[Objective]: Reproduce the data below verbatim from the line containing "Check that each instance of the long" through its final line, and produce nothing more.

[Working data]:

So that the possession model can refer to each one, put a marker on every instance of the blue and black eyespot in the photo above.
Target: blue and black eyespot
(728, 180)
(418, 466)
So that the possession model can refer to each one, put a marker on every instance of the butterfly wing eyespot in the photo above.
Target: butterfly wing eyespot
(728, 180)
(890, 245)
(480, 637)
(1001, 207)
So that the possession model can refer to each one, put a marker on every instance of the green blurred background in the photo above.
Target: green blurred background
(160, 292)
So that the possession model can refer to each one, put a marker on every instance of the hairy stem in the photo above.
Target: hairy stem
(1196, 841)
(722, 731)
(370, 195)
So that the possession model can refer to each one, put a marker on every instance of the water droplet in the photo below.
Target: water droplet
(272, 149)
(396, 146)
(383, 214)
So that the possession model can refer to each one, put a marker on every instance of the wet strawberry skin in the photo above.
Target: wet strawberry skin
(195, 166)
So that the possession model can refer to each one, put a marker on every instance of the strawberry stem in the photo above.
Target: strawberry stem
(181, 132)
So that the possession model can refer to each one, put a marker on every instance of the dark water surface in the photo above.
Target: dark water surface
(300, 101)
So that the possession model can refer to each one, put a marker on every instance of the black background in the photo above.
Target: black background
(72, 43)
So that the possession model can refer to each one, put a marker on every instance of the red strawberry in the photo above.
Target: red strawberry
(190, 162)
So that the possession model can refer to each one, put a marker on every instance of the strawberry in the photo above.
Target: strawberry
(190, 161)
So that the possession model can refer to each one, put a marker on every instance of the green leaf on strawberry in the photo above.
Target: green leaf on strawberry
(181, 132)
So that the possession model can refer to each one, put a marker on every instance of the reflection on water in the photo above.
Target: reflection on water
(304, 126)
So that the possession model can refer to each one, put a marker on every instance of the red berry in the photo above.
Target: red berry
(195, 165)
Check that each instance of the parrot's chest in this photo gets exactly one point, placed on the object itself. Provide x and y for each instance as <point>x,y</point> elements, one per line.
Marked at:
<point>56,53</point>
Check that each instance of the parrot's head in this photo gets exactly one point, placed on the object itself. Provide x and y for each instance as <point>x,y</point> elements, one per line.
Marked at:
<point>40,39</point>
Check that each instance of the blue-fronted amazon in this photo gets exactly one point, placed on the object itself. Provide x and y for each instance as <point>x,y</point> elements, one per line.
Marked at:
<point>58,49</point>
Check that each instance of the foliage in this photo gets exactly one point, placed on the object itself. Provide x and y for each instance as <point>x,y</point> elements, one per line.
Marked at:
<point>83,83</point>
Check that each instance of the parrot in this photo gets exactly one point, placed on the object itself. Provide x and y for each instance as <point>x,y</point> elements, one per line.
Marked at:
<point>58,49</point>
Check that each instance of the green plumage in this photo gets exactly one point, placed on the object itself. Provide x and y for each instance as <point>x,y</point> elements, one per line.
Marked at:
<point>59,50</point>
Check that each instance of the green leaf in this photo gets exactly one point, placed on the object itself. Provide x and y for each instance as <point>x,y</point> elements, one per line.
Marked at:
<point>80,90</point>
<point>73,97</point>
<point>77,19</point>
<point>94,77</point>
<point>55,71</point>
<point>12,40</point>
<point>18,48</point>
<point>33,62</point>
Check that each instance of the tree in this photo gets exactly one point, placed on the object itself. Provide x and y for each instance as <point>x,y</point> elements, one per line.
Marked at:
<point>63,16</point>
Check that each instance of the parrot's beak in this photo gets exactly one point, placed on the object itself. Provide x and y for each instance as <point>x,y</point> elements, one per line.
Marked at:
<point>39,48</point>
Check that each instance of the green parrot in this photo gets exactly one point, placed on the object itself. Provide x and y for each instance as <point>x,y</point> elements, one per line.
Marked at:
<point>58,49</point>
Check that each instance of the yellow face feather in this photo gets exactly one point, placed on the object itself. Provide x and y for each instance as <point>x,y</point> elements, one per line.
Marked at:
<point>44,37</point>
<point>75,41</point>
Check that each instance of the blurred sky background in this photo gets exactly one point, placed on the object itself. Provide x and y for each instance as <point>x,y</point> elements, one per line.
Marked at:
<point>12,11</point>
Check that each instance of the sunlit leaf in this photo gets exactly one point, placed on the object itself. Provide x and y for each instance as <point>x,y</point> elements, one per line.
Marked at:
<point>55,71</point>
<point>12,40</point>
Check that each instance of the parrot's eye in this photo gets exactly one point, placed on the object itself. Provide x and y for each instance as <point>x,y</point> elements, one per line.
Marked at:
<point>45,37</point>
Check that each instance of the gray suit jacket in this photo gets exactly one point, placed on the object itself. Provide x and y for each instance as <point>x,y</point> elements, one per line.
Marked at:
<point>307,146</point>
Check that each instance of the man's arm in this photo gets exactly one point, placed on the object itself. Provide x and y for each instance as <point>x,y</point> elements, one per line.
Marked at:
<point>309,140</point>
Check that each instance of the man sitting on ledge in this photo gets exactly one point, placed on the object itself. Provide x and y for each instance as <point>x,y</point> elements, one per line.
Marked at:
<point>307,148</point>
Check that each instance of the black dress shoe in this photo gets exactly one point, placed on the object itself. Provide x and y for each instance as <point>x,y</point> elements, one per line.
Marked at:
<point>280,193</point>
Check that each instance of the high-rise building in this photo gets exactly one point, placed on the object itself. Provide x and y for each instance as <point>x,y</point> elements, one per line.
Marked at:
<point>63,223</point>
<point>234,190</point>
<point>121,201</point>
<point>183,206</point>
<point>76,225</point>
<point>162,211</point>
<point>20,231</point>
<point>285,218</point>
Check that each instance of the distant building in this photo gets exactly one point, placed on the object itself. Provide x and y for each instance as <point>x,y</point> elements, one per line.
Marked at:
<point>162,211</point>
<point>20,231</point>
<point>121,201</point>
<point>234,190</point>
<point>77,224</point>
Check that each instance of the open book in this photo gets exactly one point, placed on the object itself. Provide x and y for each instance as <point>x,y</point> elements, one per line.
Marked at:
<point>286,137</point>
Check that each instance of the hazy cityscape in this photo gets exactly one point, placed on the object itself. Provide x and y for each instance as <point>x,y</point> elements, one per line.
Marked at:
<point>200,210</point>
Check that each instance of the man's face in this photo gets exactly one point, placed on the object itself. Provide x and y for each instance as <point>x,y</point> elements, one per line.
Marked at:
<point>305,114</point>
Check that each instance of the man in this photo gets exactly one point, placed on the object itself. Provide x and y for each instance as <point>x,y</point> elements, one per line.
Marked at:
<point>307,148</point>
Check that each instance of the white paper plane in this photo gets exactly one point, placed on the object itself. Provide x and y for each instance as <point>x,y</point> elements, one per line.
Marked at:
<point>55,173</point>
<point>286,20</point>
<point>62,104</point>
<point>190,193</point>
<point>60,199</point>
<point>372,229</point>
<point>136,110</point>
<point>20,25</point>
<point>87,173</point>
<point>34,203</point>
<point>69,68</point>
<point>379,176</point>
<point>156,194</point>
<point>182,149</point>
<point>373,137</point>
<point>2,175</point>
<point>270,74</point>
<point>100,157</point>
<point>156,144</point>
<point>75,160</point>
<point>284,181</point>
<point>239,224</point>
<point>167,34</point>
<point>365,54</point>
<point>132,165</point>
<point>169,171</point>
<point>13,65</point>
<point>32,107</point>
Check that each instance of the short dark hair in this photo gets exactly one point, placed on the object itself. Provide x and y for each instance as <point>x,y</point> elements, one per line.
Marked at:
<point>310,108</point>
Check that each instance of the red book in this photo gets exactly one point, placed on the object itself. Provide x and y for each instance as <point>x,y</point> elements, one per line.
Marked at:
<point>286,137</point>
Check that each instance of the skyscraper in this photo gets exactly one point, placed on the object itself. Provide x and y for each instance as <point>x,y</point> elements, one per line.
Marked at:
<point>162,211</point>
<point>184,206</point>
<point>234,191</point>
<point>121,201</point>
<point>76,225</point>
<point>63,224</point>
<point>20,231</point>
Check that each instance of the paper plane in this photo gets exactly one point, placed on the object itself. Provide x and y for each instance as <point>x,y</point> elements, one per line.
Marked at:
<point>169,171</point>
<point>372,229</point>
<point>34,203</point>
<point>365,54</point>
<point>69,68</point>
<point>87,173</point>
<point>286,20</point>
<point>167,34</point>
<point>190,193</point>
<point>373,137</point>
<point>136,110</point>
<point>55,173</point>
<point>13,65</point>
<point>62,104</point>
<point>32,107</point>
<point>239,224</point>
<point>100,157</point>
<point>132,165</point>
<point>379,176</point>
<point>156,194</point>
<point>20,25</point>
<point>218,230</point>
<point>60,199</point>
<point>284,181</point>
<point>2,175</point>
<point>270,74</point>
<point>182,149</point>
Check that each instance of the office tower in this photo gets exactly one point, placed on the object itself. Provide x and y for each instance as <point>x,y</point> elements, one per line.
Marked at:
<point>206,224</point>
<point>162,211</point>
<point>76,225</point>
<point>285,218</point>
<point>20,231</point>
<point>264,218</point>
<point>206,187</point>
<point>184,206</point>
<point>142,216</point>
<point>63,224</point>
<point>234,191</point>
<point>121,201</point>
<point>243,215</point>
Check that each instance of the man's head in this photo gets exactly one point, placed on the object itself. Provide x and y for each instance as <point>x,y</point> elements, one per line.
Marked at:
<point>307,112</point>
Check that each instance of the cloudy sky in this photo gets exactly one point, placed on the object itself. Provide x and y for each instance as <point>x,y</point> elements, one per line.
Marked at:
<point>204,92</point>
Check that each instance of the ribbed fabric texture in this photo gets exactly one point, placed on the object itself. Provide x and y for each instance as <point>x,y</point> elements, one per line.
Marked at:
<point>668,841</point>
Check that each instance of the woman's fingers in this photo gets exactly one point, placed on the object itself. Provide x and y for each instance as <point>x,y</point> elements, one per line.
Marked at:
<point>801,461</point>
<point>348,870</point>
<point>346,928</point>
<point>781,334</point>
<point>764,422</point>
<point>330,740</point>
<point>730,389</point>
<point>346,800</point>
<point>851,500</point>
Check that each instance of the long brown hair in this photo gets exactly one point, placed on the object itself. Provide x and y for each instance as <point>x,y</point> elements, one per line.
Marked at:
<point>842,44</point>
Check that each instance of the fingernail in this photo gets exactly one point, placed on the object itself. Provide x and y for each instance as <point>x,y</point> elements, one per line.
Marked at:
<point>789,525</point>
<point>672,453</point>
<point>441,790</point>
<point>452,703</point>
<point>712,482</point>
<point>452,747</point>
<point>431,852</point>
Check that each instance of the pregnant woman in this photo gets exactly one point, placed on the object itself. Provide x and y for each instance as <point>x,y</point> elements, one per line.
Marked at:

[The solution]:
Check that each instance of the long brown hair in this photo gets exactly one point, placed on the object itself. Provide x and y for each instance as <point>x,y</point> elements, one per line.
Marked at:
<point>842,44</point>
Check that each instance of the fingernail in this photo gets exactly one point, placed on the object itself. Provide x and y for each instance as <point>x,y</point> elements, one per line.
Marked at:
<point>789,525</point>
<point>672,453</point>
<point>441,790</point>
<point>452,703</point>
<point>712,482</point>
<point>452,747</point>
<point>431,852</point>
Check that each instance of the pregnant woman in this photo gets exactly one point, placed on the object itself. Provide x and y for each instance as <point>x,y</point> elements, one per line.
Marked at:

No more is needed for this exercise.